### Excerpt:
= = = = =

National Groups Urge the Obama Administration to Reject Utah Request to Cut Health Coverage for Children While Dramatically Increasing Costs to Families

Today, a group of 18 national children’s advocacy, provider, and health advocacy groups joined together to voice their deep concern to the Obama administration about Utah’s recent request to cut children’s health care and to dramatically increase the cost of care for their families. The group urged Health and Human Services Secretary Kathleen Sebelius to reject the request unless children are appropriately protected.

“There is deep concern that if this is approved it opens the door to very harmful effects on children in Utah,” said Joan Alker, Co-Executive Director of the Georgetown University Health Policy Institute Center for Children and Families. “But the reason national groups are speaking out is because if a waiver is approved it would set the precedent for other states to follow Utah’s lead and put children’s coverage at risk.”

In a letter delivered today to Secretary Sebelius, the group wrote, “Utah’s demonstration proposal seeks to waive the requirement that the state provide Early and Periodic Screening, Diagnosis, and Treatment (EPSDT) — the Medicaid benefit for children. EPSDT embodies Medicaid’s objective of providing children with the services that are medically necessary for their healthy growth and development. Utah also proposes to waive Medicaid’s cost-sharing protections, potentially exposing very low- income families to unaffordable medical costs in some new and troubling ways. The proposal would give accountable care organizations the authority to set co-payment amounts up to a maximum specified in the proposal and to pick and choose what co-pays to charge to children to act as “client incentives.” We do not believe it is appropriate for insurers to decide whether children have to pay more to access needed health services as a result of their (or more likely their parents’) behavior.”

= = = = =

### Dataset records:
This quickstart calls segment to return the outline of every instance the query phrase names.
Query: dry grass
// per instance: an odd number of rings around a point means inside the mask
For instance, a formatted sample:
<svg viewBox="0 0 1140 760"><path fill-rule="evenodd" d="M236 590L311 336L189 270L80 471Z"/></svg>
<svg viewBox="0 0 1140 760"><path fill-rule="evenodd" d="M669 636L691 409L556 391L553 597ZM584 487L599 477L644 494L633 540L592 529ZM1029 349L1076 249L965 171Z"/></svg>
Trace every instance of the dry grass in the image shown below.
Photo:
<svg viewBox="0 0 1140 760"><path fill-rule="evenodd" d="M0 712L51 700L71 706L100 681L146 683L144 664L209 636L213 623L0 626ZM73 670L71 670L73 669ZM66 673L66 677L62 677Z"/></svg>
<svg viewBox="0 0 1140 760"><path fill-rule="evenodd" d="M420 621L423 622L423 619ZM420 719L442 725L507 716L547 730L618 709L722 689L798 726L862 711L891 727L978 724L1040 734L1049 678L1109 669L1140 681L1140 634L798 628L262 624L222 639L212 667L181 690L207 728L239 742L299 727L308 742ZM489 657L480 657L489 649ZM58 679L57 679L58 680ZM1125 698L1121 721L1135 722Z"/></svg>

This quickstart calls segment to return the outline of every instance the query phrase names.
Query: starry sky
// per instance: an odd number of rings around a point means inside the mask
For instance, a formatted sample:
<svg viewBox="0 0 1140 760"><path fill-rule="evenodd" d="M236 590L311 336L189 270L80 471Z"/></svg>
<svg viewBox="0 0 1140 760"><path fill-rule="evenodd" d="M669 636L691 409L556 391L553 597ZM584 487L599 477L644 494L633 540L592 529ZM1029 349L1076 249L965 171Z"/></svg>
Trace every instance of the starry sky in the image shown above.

= = = = =

### Problem set:
1) Answer these questions about the statement on Utah's health coverage request:
(a) How many national groups joined together to voice concern?
(b) Which official did the groups urge to reject the request?
(c) What does EPSDT stand for?
2) Continue the statement on Utah's health coverage request from the end of its last paragraph.

### Results for the exercise:
1)
(a) 18
(b) Health and Human Services Secretary Kathleen Sebelius
(c) Early and Periodic Screening, Diagnosis, and Treatment

2)
The letter went on to state, “Research has shown that cost-sharing places a heavier burden on those with low income: they often delay or reduce their use of needed care, leading to poor health outcomes. Medicaid’s cost- sharing protections assure that a family’s lack of resources does not impose a barrier on access to care for the lowest-income children. CMS should not allow Utah’s demonstration to introduce such barriers for these children, barriers that do not exist anywhere else in the country.”